(Saved entries)
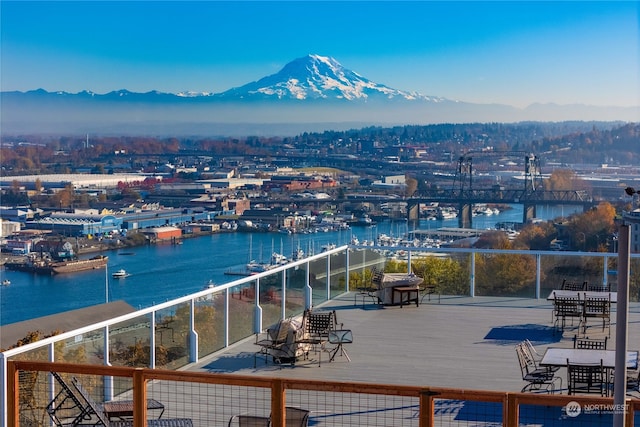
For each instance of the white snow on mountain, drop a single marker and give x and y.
(319, 77)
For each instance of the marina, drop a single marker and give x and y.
(165, 272)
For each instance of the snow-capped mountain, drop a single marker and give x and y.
(312, 93)
(319, 77)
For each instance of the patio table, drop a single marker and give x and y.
(558, 357)
(613, 296)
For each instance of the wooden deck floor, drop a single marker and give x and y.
(459, 342)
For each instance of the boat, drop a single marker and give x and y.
(120, 274)
(73, 266)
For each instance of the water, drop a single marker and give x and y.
(163, 272)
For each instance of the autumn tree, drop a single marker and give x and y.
(504, 274)
(535, 236)
(591, 229)
(411, 186)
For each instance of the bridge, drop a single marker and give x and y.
(463, 193)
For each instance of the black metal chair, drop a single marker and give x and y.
(597, 308)
(566, 307)
(317, 326)
(590, 343)
(588, 379)
(537, 379)
(570, 285)
(272, 342)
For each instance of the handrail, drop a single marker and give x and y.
(224, 289)
(510, 401)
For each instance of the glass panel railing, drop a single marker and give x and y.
(209, 323)
(318, 281)
(129, 342)
(296, 279)
(172, 336)
(242, 304)
(338, 274)
(505, 275)
(82, 348)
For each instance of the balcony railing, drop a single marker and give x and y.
(212, 400)
(177, 333)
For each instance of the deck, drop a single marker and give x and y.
(459, 342)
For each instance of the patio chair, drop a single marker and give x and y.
(96, 409)
(66, 409)
(317, 326)
(570, 285)
(274, 340)
(536, 357)
(597, 308)
(588, 379)
(566, 307)
(537, 379)
(599, 287)
(249, 421)
(590, 343)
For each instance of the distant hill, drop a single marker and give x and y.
(310, 94)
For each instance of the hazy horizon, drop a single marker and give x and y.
(511, 53)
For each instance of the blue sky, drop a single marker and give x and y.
(514, 53)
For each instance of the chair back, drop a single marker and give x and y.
(567, 306)
(599, 287)
(66, 405)
(597, 307)
(319, 324)
(527, 363)
(570, 285)
(593, 378)
(590, 343)
(296, 417)
(94, 406)
(249, 421)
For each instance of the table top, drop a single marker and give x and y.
(123, 408)
(613, 296)
(558, 357)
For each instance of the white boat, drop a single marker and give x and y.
(120, 274)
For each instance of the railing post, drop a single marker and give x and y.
(193, 335)
(139, 398)
(257, 321)
(108, 379)
(328, 289)
(472, 275)
(308, 291)
(283, 292)
(4, 375)
(538, 264)
(346, 269)
(427, 408)
(152, 341)
(278, 403)
(510, 411)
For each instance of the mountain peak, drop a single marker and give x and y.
(317, 77)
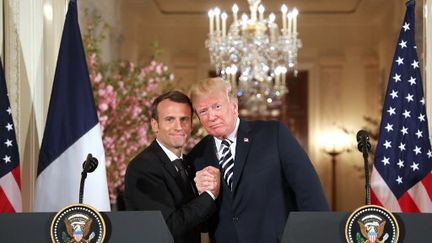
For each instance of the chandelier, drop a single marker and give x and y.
(253, 53)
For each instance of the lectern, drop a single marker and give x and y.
(308, 227)
(131, 227)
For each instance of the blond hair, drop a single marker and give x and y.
(211, 85)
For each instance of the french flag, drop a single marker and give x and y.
(71, 132)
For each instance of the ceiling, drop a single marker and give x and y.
(306, 7)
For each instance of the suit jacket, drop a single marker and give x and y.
(272, 177)
(153, 183)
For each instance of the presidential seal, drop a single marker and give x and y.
(78, 223)
(371, 224)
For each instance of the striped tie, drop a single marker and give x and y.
(226, 161)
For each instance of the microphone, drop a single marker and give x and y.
(89, 165)
(364, 146)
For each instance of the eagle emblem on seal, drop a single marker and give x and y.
(372, 228)
(78, 228)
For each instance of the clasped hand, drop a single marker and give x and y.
(208, 179)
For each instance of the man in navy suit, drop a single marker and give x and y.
(266, 175)
(158, 178)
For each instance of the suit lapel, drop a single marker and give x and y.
(168, 165)
(244, 140)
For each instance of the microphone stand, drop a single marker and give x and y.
(81, 193)
(367, 180)
(89, 166)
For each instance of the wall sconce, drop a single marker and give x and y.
(334, 142)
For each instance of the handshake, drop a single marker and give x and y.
(208, 179)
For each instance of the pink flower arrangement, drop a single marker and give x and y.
(123, 93)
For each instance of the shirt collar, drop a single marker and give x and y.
(172, 156)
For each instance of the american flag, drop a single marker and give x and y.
(401, 179)
(10, 180)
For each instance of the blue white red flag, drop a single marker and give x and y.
(71, 132)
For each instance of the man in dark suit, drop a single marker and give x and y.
(158, 179)
(265, 172)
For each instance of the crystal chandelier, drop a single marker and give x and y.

TASK REQUIREMENTS
Your copy should repeat each entry above exactly but contain no pictures.

RESPONSE
For each instance of the white snow on mountain, drop a single marker and give x and y.
(319, 77)
For each instance of the marina, drop a single marker and give x and y.
(165, 272)
For each instance of the snow-capped mountain, drop a single marker and give x and y.
(312, 93)
(319, 77)
For each instance of the patio table, drop a single marker and give x and y.
(558, 357)
(613, 296)
For each instance of the wooden deck floor, drop a single marker and give x and y.
(459, 342)
For each instance of the boat, drop a single marker and give x and y.
(120, 274)
(73, 266)
For each instance of the water, drop a single marker and give x and y.
(163, 272)
For each instance of the autumn tree, drop a single marker and give x and y.
(504, 274)
(535, 236)
(591, 229)
(411, 186)
For each instance of the bridge, drop a single marker and give x and y.
(463, 193)
For each instance of the black metal chair, drop a single marker and give x and y.
(597, 308)
(566, 307)
(317, 326)
(590, 343)
(588, 379)
(537, 379)
(570, 285)
(272, 342)
For each instance of the handrail, drop a single marker and give x and y.
(224, 289)
(510, 401)
For each instance of the glass panel railing, drop a single marker and give x and y.
(209, 323)
(318, 281)
(129, 342)
(296, 279)
(172, 336)
(242, 304)
(338, 274)
(505, 275)
(82, 348)
For each instance of the balcony railing, drop a single marker and give x and y.
(212, 400)
(177, 333)
For each instance of the deck, drop a single marker and give x and y.
(459, 342)
For each instance of the patio chair, drop a single marker and give x and y.
(96, 409)
(66, 409)
(317, 326)
(570, 285)
(274, 340)
(536, 357)
(597, 308)
(588, 379)
(566, 307)
(537, 379)
(599, 287)
(249, 421)
(590, 343)
For each instance of the distant hill, drop a single marker and give x and y.
(310, 94)
For each instance of the hazy horizon, drop a single marker and give x and y.
(511, 53)
For each instance of the blue sky, drop a single marker and give x and y.
(514, 53)
For each instance of the chair back, drop a single marker and give x and y.
(567, 306)
(599, 287)
(66, 405)
(597, 307)
(319, 324)
(527, 363)
(570, 285)
(593, 378)
(590, 343)
(296, 417)
(94, 406)
(249, 421)
For each instance of the table top, drop a single marker and give x and y.
(123, 408)
(613, 296)
(558, 357)
For each instance of the white boat, drop a single marker and give x and y.
(120, 274)
For each instance of the railing post, drop a single marker and give x and y.
(193, 335)
(139, 398)
(257, 321)
(108, 379)
(328, 289)
(472, 275)
(308, 291)
(283, 292)
(4, 375)
(538, 264)
(346, 269)
(427, 408)
(152, 341)
(278, 403)
(510, 411)
For each instance of the mountain peak, drop a single marker and give x and y.
(317, 77)
For each instance of the chandelier, drop a single marker and give x and y.
(253, 53)
For each instance of the lectern, drop a single marker and give x and y.
(308, 227)
(131, 227)
For each instance of the blond hair, drop a single marker and give x and y.
(211, 85)
For each instance of the french flag, drop a single marker and give x and y.
(71, 132)
For each instance of the ceiling, drop a single marker and give x and y.
(306, 7)
For each instance of the suit jacket, drop a single marker and give x and y.
(272, 177)
(153, 183)
For each instance of the presidential seal, drop a single marker and give x and y.
(78, 223)
(371, 224)
For each instance of the striped tie, drop a single marker and give x and y.
(226, 161)
For each instance of the microphone, drop a single marker and give x and y.
(89, 165)
(364, 146)
For each instance of the eagle emblem on seal, drop a single marker and give x and y.
(372, 228)
(78, 228)
For each instance of the clasped hand, drop a single marker and give x and y.
(208, 179)
For each instance of the man in navy suit, drop a single marker and give x and y.
(266, 175)
(158, 178)
For each instance of the suit lapel, drop a single marker and give x and y.
(168, 165)
(244, 140)
For each instance of the microphone stand, drop a single marker and give x and y.
(81, 193)
(367, 180)
(89, 166)
For each instance of the wall sconce, drop a single marker and give x and y.
(334, 142)
For each instance of the handshake, drop a single marker and give x and y.
(208, 179)
For each instance of the pink flower arrangement, drop a single marker and give x and y.
(123, 93)
For each instance of the shirt collar, drop a single marker and give x and y.
(172, 156)
For each instance of the american flag, drop a single marker and give x and y.
(401, 179)
(10, 180)
For each instance of the blue white red flag, drop a single marker and give x and y.
(71, 132)
For each instance of the man in dark suit, drop a single marker and give x and y.
(158, 179)
(265, 172)
For each instance of the crystal chandelier, drop a single marker and give x and y.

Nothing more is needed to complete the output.